[begin Source excerpt]

Leeds United. . . . . . .1

MANCHESTER UNITED are so far over the horizon that the real race in the Premiership is for the runners-up spot, and Leeds held off Newcastle's vigorous challenge for second place with a typically disciplined performance at St James' Park last night.

The champions of 1991-92 have lost only one of their last 16 League games, yet are still 12 points behind the runaway leaders, who will have seen nothing to spoil their festive celebrations in a dour scrap littered with seven bookings. Silly, really. It was competitive enough, but never that sort of match.

Leeds, always dangerous on the break, threatened to win it against the run of play when Chris Fairclough headed them in front midway through the second half, but Andy Cole's 25th goal of an increasingly prolific season ensured justice was done.

Leeds felt they might have stolen it, Brian Deane having shivered a post; Newcastle would have had maximum points, and second place, but for the save which saw Mark Beeney repel Peter Beardsley's penalty. A draw was just about right.

Second versus fourth, Howard Wilkinson's grafters against Kevin Keegan's passing team. The contrast in styles was full of promise but it proved to be a real slow burner, disappointingly reluctant to catch fire.

Sod's law dictated that on the day David Rocastle was transferred because he was unable to displace Gordon Strachan, the durable Scot was injured. In his absence, Leeds redeployed in the same 4-1-2-3 formation Arsenal had used against them on Saturday.

Cole may capture all the headlines, but Beardsley is the man who makes Newcastle tick and Wilkinson opted to man-mark him, withdrawing Fairclough from his new midfield role for the purpose. Good strategy this, with the most gifted player on view unusually subdued.

[end Source excerpt]
[begin Dataset entries]

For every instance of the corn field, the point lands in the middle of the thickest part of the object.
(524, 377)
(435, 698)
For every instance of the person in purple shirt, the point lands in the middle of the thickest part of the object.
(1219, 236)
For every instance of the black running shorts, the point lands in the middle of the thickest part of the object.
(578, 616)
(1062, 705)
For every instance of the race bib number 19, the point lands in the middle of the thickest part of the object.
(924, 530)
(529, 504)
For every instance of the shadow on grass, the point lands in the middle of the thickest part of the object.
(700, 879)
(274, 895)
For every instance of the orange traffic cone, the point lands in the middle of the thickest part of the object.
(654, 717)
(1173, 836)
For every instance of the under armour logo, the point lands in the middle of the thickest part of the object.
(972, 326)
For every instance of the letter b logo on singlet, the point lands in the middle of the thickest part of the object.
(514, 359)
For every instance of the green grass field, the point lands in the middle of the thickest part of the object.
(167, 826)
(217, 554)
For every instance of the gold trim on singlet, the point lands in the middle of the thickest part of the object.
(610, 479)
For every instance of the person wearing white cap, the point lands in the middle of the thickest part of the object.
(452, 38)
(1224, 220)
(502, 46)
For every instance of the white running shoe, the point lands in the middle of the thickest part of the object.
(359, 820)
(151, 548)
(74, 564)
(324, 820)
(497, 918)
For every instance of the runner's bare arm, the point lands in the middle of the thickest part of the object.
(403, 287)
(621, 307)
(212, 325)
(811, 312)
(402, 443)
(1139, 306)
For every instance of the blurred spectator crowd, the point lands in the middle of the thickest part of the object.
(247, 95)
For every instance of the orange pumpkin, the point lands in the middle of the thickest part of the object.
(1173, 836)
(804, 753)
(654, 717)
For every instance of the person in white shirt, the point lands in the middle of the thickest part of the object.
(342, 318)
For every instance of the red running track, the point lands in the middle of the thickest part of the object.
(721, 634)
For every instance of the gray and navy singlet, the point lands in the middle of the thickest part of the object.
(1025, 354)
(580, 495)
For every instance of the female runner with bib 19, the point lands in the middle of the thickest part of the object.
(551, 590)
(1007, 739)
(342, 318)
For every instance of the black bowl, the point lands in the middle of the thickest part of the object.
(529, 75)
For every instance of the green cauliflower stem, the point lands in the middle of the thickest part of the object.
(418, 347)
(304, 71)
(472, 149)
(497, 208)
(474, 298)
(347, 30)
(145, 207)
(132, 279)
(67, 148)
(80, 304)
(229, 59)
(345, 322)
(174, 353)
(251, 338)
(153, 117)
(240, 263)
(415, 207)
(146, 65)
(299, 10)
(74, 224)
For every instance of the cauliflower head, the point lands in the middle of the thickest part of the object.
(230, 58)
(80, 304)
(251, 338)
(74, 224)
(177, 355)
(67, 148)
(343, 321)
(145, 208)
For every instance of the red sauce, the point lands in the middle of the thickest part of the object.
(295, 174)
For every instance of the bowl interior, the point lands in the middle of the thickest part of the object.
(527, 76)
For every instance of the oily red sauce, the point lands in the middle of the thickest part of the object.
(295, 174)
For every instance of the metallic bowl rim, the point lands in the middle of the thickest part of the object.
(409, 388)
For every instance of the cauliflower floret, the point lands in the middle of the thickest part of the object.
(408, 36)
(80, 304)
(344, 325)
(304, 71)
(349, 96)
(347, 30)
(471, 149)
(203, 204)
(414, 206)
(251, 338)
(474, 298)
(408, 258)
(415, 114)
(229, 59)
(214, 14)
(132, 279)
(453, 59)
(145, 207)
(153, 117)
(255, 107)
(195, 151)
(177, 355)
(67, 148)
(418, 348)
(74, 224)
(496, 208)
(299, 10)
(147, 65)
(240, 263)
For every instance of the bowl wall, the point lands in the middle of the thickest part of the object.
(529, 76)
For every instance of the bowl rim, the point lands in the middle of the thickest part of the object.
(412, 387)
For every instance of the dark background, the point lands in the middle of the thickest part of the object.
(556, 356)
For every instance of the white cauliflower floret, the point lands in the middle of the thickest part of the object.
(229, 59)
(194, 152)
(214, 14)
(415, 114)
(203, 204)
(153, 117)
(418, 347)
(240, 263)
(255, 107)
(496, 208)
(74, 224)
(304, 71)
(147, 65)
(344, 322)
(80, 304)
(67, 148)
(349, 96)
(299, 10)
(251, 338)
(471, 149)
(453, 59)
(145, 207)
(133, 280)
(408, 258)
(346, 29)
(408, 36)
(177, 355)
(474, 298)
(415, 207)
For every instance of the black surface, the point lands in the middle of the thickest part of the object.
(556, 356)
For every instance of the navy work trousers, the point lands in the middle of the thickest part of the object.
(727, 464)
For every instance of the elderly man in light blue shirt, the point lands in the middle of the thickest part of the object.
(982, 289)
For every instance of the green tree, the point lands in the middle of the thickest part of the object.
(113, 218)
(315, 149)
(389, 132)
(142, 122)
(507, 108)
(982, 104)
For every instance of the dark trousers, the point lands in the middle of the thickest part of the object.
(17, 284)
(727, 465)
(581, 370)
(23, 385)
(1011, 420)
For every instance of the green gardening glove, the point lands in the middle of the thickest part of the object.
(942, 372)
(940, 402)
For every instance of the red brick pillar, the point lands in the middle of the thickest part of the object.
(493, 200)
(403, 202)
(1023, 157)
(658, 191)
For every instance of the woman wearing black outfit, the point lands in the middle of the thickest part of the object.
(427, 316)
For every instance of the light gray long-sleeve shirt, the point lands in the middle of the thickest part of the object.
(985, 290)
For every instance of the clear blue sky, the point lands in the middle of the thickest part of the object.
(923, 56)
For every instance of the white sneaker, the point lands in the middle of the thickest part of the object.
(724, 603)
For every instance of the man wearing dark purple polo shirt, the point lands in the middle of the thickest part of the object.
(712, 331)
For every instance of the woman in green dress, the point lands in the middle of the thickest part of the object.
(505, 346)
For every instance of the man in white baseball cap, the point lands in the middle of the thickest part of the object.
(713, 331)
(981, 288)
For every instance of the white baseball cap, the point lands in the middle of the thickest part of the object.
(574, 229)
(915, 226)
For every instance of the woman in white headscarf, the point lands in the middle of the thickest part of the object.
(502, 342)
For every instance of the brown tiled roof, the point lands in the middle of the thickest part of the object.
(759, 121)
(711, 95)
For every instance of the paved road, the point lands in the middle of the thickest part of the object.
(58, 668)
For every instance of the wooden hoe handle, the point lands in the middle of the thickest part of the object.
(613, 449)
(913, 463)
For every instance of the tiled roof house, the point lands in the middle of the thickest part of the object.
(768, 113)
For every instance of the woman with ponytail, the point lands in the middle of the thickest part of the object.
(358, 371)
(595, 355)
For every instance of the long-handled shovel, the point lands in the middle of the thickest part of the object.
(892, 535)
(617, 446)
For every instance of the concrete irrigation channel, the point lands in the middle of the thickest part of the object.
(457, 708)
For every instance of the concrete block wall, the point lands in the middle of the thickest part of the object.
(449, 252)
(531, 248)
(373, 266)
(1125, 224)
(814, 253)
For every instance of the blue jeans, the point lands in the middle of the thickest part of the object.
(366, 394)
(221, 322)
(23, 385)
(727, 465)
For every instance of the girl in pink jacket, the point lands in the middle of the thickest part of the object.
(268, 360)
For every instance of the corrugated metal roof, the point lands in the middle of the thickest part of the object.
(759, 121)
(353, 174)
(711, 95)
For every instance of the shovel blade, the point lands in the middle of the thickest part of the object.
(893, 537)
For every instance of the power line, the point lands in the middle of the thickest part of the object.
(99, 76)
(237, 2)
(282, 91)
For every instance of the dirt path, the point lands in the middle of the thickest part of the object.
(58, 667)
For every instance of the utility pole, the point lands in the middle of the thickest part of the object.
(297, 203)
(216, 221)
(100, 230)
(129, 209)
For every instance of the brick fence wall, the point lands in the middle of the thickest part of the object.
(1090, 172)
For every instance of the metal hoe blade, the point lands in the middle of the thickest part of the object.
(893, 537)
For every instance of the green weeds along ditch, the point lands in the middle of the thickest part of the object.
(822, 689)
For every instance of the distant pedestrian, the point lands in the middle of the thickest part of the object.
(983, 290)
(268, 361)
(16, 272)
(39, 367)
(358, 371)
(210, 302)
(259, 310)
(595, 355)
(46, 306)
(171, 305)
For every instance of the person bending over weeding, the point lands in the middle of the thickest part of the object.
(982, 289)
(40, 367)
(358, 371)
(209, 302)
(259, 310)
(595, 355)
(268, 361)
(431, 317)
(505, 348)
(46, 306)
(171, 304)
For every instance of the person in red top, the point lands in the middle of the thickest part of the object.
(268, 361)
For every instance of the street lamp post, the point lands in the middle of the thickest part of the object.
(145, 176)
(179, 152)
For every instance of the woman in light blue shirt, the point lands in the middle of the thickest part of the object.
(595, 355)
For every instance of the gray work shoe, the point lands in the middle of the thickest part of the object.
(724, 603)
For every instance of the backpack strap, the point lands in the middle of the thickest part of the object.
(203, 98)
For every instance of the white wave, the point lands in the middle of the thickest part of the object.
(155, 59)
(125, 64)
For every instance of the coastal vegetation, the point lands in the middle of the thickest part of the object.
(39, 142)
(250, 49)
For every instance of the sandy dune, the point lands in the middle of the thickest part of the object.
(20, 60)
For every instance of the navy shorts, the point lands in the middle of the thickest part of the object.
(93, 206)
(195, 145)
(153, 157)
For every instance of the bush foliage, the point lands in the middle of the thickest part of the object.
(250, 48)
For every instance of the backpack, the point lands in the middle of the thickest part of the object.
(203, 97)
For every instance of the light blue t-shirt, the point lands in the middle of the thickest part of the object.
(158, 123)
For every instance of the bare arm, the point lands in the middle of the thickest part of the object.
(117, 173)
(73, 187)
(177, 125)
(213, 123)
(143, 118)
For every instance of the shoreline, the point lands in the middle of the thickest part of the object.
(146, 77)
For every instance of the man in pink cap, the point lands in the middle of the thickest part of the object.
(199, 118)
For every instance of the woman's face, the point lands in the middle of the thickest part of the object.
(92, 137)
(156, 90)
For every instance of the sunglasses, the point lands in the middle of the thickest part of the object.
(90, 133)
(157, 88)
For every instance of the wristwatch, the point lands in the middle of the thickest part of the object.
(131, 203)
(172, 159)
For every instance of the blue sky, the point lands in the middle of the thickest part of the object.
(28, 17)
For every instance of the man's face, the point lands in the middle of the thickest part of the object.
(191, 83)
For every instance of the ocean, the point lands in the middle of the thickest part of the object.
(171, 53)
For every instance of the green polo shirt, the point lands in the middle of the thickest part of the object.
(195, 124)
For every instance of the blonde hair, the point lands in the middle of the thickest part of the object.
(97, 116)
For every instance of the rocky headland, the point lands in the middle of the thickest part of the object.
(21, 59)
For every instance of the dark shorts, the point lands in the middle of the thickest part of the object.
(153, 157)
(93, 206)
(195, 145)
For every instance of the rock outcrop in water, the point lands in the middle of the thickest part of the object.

[end Dataset entries]

» What the exercise asks: Pick up the match report on Leeds United's draw at Newcastle after its last sentence and carry it on.

» In response:
Not that Leeds were in defensive mood. Far from it. They pushed both full-backs forward as auxiliary midfielders and played with three forwards instead of their customary two to probe a suspect defence.

The best chance of an undistinguished first half fell not to the persistent Cole, who failed with four attempts, but to Leeds. They had spent the morning brushing up on their set-piece routines and the diligence which was to have its reward when Fairclough scored might have profited them much earlier, when Barry Venison brought down Gary McAllister 20 yards out. McAllister got up to chip the free-kick over the wall, sending Hooper scrambling to his right to pull off a notable save. Leeds were even closer when Gary Kelly sent Deane striding away to shoot against Hooper's left-hand post from 15 yards.

With little else to sing about, the crowd entertained themselves with choruses of 'Santa is a Geordie'. Their attention was jerked back to the football after 62 minutes, when Robert Lee tumbled over Tony Dorigo's challenge and Mark Beeney fell to his left to save Beardsley's daisy-cutter of a penalty.

Leeds played with spirit and determination and were not unduly flattered when Fairclough met McAllister's free-kick from the left with a firm, downward header which bounced past Hooper and his attendant defenders. No cause, though, is ever lost with goal-king Cole around, and with five minutes left the predator extraordinaire fastened on to a pass from Paul Bracewell to flash a shot across Beeney.

That was that. 'A typical English football match,' was Keegan's verdict. Damnation with faint praise.

Newcastle United (4-4-2): Hooper; Watson, Venison, Howey, Beresford; Lee, Bracewell, Clark (Mathie, 74), Sellars; Beardsley, Cole. Substitutes not used: Elliott, Srinicek (gk).

Leeds United (4-1-2-3): Beeney; Kelly, Newsome, Pemberton, Dorigo; Fairclough; McAllister, Hodge; Whelan (Sharp, 87), Deane, Rod Wallace. Substitutes not used: Wetherall, Lukic (gk).

Referee: P Don (Middlesex).

(Photograph omitted)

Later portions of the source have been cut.